◆ Data to use:
+ + + +

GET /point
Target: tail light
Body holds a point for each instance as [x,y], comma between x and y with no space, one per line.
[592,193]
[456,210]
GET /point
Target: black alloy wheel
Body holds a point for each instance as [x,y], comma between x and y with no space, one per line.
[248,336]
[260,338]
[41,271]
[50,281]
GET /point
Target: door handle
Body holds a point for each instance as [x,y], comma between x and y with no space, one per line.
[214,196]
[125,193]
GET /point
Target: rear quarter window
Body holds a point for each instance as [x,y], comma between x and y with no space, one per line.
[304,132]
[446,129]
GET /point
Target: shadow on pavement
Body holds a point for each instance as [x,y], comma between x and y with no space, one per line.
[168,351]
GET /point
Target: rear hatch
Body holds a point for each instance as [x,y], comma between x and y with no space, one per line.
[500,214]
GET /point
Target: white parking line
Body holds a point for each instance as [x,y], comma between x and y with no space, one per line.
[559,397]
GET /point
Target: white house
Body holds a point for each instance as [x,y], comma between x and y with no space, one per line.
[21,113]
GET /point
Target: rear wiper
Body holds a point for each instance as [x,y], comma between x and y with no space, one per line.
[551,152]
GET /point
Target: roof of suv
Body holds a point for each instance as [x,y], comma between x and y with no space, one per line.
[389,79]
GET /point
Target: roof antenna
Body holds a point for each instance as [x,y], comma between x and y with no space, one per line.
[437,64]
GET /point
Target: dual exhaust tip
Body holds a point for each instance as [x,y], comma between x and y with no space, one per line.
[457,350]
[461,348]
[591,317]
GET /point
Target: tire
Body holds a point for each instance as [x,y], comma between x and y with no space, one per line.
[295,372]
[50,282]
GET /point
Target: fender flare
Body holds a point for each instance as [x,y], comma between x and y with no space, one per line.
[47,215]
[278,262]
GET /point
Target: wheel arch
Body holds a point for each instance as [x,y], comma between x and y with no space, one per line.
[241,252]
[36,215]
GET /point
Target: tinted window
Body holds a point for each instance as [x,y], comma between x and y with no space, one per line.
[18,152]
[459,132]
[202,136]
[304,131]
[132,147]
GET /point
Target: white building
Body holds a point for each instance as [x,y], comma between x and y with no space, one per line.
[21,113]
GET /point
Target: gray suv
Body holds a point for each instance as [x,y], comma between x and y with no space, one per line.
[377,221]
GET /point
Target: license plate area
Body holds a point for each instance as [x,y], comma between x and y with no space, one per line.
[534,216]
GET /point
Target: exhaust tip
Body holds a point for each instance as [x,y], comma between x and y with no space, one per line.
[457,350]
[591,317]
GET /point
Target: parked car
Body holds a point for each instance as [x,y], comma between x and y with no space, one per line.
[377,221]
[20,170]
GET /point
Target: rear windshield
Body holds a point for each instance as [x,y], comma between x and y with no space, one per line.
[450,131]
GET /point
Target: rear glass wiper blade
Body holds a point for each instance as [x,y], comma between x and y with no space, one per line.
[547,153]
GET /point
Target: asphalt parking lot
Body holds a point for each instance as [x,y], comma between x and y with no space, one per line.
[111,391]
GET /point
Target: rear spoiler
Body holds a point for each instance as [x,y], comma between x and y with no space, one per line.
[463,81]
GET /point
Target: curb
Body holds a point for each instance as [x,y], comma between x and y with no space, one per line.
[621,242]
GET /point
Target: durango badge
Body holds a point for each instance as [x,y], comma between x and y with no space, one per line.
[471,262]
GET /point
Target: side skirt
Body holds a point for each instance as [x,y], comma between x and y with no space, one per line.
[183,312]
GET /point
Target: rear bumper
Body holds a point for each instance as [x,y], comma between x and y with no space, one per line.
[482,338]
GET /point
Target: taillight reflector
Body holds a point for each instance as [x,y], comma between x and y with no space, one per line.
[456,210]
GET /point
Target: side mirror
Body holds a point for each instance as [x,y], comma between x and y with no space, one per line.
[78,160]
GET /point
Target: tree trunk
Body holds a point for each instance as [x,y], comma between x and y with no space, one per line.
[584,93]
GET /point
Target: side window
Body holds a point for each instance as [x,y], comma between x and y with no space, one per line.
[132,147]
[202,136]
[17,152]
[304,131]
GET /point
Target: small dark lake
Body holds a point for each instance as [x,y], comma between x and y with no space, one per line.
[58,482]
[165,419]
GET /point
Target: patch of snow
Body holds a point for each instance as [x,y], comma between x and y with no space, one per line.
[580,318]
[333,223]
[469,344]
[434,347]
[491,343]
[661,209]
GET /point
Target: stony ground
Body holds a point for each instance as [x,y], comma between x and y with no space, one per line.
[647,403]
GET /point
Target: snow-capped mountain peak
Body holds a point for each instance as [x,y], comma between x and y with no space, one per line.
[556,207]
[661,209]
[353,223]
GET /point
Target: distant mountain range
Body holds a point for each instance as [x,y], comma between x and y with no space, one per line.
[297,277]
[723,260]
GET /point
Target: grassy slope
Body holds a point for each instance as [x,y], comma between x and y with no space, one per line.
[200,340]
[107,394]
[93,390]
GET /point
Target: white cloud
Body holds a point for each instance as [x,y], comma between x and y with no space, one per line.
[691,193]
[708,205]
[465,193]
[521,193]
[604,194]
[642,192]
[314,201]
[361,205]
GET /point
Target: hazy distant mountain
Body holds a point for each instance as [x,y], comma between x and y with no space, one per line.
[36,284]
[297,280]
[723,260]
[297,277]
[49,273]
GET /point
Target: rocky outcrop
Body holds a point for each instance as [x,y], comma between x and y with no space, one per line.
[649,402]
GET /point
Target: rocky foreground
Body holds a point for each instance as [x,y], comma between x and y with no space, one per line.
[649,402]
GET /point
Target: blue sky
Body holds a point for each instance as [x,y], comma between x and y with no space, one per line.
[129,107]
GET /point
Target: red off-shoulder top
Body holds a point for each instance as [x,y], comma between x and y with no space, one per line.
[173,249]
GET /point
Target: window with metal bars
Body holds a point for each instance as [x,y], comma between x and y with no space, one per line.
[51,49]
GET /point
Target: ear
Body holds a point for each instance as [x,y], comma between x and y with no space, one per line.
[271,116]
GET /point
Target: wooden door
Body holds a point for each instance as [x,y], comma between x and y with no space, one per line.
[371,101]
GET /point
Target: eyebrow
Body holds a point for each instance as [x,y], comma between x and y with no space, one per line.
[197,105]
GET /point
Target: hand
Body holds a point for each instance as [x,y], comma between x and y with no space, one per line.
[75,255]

+ + + +

◆ Task directions: Every line with "snow" in it should be copied from the entries.

◆ Task result:
Target: patch of snow
Target: snow-capped mountain peak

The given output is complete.